■ **THE PROBLEM**: Would you retype, word for word, the line with "If you wouldn't mind, I'd love your help finding the wooden" and every line after it through the end of the records below?
***** EXERCISE INPUTS
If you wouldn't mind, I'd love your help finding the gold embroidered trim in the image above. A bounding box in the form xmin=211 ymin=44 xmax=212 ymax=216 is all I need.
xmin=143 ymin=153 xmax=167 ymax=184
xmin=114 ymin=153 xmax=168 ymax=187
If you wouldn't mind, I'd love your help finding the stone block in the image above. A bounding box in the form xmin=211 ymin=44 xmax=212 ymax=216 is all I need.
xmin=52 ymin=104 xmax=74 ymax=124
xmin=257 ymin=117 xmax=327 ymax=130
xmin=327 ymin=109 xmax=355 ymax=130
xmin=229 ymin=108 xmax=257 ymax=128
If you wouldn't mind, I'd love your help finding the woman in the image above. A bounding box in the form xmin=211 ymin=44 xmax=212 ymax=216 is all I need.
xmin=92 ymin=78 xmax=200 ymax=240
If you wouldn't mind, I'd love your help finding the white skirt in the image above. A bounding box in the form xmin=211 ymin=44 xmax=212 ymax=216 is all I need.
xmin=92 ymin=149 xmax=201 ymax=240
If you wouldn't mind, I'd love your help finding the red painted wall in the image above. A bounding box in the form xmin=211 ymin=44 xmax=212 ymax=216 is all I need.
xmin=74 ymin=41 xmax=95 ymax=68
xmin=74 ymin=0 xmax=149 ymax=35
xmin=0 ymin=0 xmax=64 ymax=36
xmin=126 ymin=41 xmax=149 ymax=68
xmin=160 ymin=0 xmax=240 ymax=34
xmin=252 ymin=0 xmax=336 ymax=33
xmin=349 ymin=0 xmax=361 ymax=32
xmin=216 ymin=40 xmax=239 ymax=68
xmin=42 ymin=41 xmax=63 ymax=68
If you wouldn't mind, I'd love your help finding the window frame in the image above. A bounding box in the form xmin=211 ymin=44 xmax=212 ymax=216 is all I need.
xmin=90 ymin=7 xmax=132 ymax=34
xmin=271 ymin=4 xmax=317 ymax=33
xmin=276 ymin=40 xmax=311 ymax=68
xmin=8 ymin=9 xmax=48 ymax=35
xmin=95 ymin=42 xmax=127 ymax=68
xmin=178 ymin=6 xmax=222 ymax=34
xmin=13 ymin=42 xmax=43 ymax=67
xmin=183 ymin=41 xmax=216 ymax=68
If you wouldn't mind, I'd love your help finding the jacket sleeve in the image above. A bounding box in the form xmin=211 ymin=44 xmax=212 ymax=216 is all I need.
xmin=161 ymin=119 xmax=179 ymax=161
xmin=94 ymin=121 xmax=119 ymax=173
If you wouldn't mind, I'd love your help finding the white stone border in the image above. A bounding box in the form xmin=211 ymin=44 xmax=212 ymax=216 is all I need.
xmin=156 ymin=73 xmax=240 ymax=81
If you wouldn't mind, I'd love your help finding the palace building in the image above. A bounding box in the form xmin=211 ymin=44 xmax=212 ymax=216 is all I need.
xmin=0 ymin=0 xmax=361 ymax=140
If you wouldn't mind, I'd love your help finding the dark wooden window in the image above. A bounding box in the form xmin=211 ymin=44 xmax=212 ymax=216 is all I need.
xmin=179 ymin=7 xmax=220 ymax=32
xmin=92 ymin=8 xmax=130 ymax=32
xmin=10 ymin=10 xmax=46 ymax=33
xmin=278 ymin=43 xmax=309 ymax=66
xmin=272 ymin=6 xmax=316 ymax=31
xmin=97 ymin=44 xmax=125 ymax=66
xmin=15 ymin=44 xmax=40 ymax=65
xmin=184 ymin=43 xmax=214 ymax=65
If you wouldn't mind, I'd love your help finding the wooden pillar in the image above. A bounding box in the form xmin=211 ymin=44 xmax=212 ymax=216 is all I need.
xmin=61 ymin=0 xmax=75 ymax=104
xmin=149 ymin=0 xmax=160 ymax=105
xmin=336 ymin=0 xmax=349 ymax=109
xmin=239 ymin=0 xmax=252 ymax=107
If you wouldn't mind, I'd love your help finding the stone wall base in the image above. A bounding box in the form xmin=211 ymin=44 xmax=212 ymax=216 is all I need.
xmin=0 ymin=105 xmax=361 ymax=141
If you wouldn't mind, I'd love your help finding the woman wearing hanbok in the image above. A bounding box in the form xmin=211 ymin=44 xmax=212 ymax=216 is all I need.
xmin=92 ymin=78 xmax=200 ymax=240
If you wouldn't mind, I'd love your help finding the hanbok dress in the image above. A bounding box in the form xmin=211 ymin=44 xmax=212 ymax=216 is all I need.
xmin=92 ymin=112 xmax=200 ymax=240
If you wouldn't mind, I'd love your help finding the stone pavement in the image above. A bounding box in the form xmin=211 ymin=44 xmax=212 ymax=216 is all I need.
**********
■ **SOLUTION TO THIS EXERCISE**:
If you wouldn't mind, I'd love your help finding the wooden pillar in the image above. A bounding box in the form xmin=211 ymin=44 xmax=212 ymax=216 is all I need.
xmin=61 ymin=0 xmax=75 ymax=104
xmin=149 ymin=0 xmax=160 ymax=105
xmin=336 ymin=0 xmax=349 ymax=109
xmin=239 ymin=0 xmax=252 ymax=107
If you wouldn't mind, I'd love your help finding the stone wall base in the image above. A bounding box in the form xmin=211 ymin=44 xmax=212 ymax=216 is all I need.
xmin=0 ymin=105 xmax=361 ymax=141
If you wouldn't mind, I'd love your help finding the woman wearing hanbok in the image above. A bounding box in the form xmin=211 ymin=44 xmax=212 ymax=216 is all I need.
xmin=92 ymin=78 xmax=200 ymax=240
If you wouldn't mind, I'd love your help finding the hanbok dress in the image above. A bounding box in the form xmin=211 ymin=44 xmax=212 ymax=216 is all I need.
xmin=92 ymin=112 xmax=200 ymax=240
If you wouldn't mind, I'd love your help finding the stone pavement in the image above. A bounding box in the form xmin=211 ymin=44 xmax=212 ymax=216 is all I need.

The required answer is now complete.